▶ _Given passage_:
Tesla May Have Found A Competition In Waymo
Summary:
- Self-driving is a lucrative market with potential for trillions in profits in the US alone.
- Waymo and Tesla are leading the race to self-driving with different approaches.
- Waymo is far ahead of Tesla in the self-driving race, which puts a major dent in the Tesla bull case.
Self-driving technology is currently the holy grail of AI applications. The pure profit potential of self-driving could result in trillions of dollars in the US alone, especially when factoring in current ride-sharing economics. This potential has led to a race among numerous automotive and technology giants to achieve reliable self-driving technology. Alphabet’s (GOOGL) Waymo and Tesla (NASDAQ:TSLA) (NEOE:TSLA:CA) are currently leading this race, though they are utilizing vastly different approaches.
While Tesla is ramping up its self-driving efforts, it is becoming increasingly clear that Waymo will likely capture most of the profits in the self-driving market. This is great news for Alphabet shareholders and terrible news for Tesla shareholders, especially considering how much of Tesla’s valuation hinges on the company’s self-driving efforts. This article will delve into why Waymo is likely to win the self-driving race and why Tesla may be overvalued as a result.
Much of Tesla’s value depends on the success of full self-driving. The company’s current market capitalization is inflated, as many view the company as a call option for this high-potential technology.
Fundamentally Different Approaches
At the core of the self-driving debate are two fundamentally different approaches. Tesla relies primarily on what it claims to be end-to-end neural networks and cameras, while Waymo employs a more comprehensive sensor suite consisting of LiDAR, radar, and cameras. While Waymo’s multi-modal approach is more expensive, it allows for greater redundancy and a more complete picture of the environment.

▶ _Data block_:
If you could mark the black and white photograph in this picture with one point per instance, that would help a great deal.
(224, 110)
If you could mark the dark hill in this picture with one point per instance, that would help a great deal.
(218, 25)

▶ _Tasks and exercises_:
A. According to the article on Waymo and Tesla, what sensors make up Waymo's sensor suite?
B. Pick up the article on Waymo and Tesla from its final sentence and carry it forward in the same formal register.

▶ _Answers to the exercise_:
A. LiDAR, radar, and cameras.

B.
Furthermore, Tesla is implementing a pure-vision approach, whereas Waymo is using a map-based approach. Again, while Waymo’s approach is far more expensive—requiring the mapping of entire geo-fenced areas—it provides a greater baseline understanding of the environment, including permanent obstacles, road layouts, and traffic signals. While Tesla’s pure-vision approach could theoretically work, it requires the system to interpret and respond to every aspect of its environment in real time, a monumentally complex task with today’s technology.
Why Tesla Will Lose the Trillion Dollar War
While Tesla’s approach to self-driving is more scalable in theory, the technology required for a pure-vision approach is simply not there yet. The two major improvements that Tesla has made to its self-driving technology over the past two years have given many Tesla bulls a false impression of the technology’s readiness. Although Tesla has massively improved its system’s interventions through crowdsourced data, there are key reasons why Tesla’s approach is likely to fail.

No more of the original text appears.